### TEXTO PROPORCIONADO
ASÍ LAS COSAS
Por Adolfo Prieto
El caso de Hernán Bermúdez Requena, conocido como “El Comandante H”,
sacudió al poder político en México. El hombre que durante años fungió como
secretario de Seguridad Pública en Tabasco bajo la administración de Adán
Augusto López Hernández hoy se encuentra prófugo, con una orden de
aprehensión en su contra y una ficha roja de Interpol girada desde febrero pasado.
Se le vincula directamente con el crimen organizado, específicamente con el grupo
“La Barredora”, célula del Cártel Jalisco Nueva Generación. Pero más que su
propia responsabilidad penal, lo que encendió las alarmas es la inevitable
pregunta: ¿cómo pudo su jefe político, entonces gobernador y ahora coordinador
de los senadores de Morena, no saberlo?
El silencio de Adán Augusto López ante el escándalo que involucra a su
exsecretario de Seguridad duró varios días. Desde que se conoció la orden de
aprehensión girada en contra de Hernán Bermúdez por vínculos con el crimen
organizado, el tema escaló rápidamente la agenda pública. En medio del creciente
señalamiento mediático, fue la presidenta Claudia Sheinbaum quien, sin emitir una
orden, sí expresó públicamente que sería “pertinente” que Adán diera su versión
de los hechos. La declaración, aunque cuidadosa, fue una presión institucional
clara: pedía transparencia de uno de los actores más cercanos al expresidente
López Obrador.
Poco después, Adán rompió su silencio con una escueta declaración: dijo estar “a
disposición de cualquier autoridad” y defendió que, durante su gobierno en
Tabasco, hubo “avances” en materia de seguridad. Sin embargo, su
pronunciamiento evitó abordar los puntos de fondo. No explicó cómo su secretario
de Seguridad logró mantenerse en el cargo a pesar de los señalamientos previos,
ni mencionó los reportes de inteligencia y las alertas internas que, según diversas
fuentes, advertían de sus vínculos con el narcotráfico. No fue una defensa
informada, sino una salida calculada.
La contradicción entre sus palabras y los hechos no es menor. Si en efecto
existieron esas advertencias, si había informes militares o inteligencia que lo
relacionaban con grupos criminales —como ya se ha documentado—, entonces el
gobernador no podía ignorarlas. Y si las conocía, pero eligió mantenerlo en el
cargo, se convierte en responsable directo, por omisión o por complicidad. En
política de seguridad, no saber es negligencia; saber y no actuar, es
encubrimiento.
La omisión en este caso no es técnica, es política. Y sus consecuencias
trascienden al propio Adán Augusto. La primera de ellas es la erosión de la
credibilidad moral del Partido Movimiento de Regeneración Nacional (Morena).

### TU TAREA
Retoma la columna sobre el caso de Hernán Bermúdez Requena y continúala a partir de su última oración. El listado siguiente proviene de una fuente distinta.

### MATERIAL DE ESTUDIO
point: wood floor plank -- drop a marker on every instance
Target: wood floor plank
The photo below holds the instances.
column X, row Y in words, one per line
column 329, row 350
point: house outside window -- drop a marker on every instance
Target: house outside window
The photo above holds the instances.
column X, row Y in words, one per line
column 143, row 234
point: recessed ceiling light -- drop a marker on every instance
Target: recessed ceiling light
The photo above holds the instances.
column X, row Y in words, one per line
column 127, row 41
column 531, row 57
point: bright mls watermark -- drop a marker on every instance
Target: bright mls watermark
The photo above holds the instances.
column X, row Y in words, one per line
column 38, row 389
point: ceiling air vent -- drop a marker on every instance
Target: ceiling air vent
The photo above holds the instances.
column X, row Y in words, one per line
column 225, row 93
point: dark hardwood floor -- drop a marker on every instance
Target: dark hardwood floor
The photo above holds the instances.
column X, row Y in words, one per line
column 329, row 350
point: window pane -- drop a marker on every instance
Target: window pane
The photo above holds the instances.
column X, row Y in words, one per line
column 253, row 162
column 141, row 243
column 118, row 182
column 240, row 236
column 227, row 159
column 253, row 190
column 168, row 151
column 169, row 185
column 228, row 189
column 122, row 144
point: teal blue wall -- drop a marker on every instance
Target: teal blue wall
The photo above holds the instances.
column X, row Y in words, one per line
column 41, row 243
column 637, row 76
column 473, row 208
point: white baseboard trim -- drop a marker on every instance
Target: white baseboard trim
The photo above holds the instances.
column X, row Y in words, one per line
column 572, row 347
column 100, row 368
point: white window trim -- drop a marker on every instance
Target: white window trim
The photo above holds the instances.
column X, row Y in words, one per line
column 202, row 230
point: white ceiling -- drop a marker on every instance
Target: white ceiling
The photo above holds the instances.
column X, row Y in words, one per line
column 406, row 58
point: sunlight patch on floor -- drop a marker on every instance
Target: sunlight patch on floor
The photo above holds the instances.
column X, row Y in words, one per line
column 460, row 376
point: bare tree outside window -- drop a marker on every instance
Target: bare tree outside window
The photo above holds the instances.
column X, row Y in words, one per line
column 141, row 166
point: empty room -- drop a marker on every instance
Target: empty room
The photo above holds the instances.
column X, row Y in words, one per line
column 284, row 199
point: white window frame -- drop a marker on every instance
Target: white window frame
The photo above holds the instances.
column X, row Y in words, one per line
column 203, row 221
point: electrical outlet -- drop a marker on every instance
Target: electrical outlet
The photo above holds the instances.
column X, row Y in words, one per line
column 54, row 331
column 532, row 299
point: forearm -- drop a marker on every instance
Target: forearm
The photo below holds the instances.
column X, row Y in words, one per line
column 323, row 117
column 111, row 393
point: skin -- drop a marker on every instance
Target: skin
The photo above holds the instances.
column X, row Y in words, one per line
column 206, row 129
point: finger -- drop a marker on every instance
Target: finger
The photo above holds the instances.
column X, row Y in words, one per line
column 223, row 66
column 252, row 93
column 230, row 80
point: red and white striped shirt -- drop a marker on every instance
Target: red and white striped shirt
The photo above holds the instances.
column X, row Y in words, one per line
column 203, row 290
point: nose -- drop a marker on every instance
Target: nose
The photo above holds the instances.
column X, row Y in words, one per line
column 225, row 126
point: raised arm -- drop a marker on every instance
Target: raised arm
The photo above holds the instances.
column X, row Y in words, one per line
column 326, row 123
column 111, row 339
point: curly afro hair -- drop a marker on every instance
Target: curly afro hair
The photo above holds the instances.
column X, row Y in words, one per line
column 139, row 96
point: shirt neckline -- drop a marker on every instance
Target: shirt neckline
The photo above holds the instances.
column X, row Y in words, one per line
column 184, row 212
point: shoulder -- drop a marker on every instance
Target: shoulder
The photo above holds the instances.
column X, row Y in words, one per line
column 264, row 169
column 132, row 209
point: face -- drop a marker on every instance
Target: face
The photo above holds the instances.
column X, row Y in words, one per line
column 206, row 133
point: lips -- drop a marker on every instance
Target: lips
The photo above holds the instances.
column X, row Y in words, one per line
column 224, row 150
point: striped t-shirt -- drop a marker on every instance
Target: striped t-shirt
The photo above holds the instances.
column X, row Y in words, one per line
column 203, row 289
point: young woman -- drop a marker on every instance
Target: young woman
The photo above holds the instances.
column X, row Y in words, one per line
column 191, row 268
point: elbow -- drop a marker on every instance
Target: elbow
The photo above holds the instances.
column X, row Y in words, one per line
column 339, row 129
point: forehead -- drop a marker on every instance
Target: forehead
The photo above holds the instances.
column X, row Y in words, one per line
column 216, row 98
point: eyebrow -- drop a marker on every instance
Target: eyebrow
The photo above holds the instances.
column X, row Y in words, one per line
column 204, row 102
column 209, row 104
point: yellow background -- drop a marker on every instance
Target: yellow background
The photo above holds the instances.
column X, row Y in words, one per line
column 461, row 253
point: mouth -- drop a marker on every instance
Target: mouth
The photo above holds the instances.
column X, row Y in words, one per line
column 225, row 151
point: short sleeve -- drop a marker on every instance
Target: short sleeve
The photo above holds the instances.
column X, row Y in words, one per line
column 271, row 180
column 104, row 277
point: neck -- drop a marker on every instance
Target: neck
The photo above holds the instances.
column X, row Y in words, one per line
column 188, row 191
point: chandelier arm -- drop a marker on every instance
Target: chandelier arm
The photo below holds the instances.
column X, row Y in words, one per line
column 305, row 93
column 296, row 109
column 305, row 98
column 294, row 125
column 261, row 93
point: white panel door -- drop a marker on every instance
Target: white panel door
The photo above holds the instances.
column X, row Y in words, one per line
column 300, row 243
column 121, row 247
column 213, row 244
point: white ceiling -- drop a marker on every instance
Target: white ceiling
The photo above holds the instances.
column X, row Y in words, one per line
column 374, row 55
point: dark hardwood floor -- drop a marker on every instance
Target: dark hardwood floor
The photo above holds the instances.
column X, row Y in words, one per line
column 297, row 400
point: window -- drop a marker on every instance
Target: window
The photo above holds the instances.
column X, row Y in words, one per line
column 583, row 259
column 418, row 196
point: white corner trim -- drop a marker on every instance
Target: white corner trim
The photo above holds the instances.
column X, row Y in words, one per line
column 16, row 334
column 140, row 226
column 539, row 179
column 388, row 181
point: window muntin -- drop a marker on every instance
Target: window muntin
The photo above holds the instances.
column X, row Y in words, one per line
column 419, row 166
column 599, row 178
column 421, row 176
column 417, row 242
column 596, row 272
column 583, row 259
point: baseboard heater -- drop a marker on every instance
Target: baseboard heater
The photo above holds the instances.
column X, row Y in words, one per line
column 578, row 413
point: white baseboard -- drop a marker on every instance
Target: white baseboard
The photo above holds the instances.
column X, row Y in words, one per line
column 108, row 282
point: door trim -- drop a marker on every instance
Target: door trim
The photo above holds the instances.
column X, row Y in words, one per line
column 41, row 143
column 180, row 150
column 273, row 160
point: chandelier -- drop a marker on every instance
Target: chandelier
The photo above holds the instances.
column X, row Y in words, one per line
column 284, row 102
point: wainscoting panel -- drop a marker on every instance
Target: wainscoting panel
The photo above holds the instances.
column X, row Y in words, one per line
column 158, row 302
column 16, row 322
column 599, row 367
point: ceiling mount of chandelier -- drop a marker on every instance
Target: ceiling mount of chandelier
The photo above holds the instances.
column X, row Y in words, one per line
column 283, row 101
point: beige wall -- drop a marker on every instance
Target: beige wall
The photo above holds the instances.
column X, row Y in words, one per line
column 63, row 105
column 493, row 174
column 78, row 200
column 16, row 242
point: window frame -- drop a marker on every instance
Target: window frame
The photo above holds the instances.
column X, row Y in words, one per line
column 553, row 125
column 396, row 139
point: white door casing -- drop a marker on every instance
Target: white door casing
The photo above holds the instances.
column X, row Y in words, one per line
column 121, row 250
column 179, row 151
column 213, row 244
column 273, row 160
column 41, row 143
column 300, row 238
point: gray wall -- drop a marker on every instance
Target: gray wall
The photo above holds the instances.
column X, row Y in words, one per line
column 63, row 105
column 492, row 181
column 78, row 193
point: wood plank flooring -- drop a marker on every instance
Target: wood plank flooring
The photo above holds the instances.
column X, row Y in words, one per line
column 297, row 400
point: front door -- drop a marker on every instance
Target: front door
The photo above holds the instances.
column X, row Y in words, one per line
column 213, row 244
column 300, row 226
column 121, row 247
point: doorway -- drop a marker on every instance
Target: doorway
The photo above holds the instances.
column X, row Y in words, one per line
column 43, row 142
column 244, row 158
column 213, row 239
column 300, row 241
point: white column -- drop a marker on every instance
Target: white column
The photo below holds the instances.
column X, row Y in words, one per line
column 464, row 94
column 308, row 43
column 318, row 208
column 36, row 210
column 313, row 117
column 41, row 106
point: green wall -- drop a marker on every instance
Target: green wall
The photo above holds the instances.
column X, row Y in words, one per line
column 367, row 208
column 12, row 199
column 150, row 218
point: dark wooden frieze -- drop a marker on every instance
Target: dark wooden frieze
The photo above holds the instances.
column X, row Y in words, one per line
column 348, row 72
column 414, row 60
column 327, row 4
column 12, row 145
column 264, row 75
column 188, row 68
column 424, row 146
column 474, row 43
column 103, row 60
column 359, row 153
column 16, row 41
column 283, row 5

### RESULTADO DEL EJERCICIO
Durante años, el partido se sostiene sobre una narrativa de superioridad ética
frente a la “vieja política”. Este episodio mina directamente ese discurso. Adán
como coordinador de los senadores —en medio del escándalo— está blindado
institucionalmente.
El caso alcanza a otra figura emergente de la autodenominada Cuarta
Transformación: Andrea Chávez. La joven legisladora fue señalada por recibir
presunto financiamiento irregular a través de un empresario cercano a Adán,
Fernando Padilla Farfán, quien habría cubierto los gastos logísticos de las
llamadas "Caravanas de la Salud", operación político-electoral con fachada social.
Detrás de esos camiones y unidades médicas habría flujos de dinero provenientes
de contratos millonarios adjudicados en Tabasco y Chiapas, durante gobiernos
aliados al exgobernador. ¿A cambio de qué? De lo de siempre: favores, influencia,
blindaje. Si se llegara a comprobar que ese dinero tenía origen ilícito, la senadora
estaría ante un escándalo no solo político, sino penal. Y por extensión, Morena
sería responsable de haber cobijado con recursos públicos y criminales una
operación de propaganda disfrazada de ayuda social.
La segunda consecuencia grave de este caso, por tanto, sería la judicialización
inevitable de figuras clave del partido. De seguir los indicios y las investigaciones
por razones políticas, podríamos ver a la Fiscalía llamando a cuentas no sólo a
Bermúdez, sino a funcionarios de segundo y tercer nivel, empresarios vinculados y
—eventualmente— a los propios Adán y Andrea. ¿Está lista Morena para
enfrentar ese escenario? ¡Todo indica que no!
Y es aquí donde entra el personaje que sigue marcando la vida pública del país:
Andrés Manuel López Obrador. El expresidente no solo apadrinó a Adán como su
secretario de Gobernación, sino que lo calificó públicamente como su “hermano”.
Esa palabra, pronunciada con fuerza emocional y política, revela el tipo de relación
que los une: no es solo lealtad institucional, es cercanía personal, confianza
absoluta. De ahí que el escándalo no sea solo un golpe contra un senador, sino un
golpe al corazón del obradorismo. Si Adán cae, se arrastra parte del legado de
López Obrador consigo.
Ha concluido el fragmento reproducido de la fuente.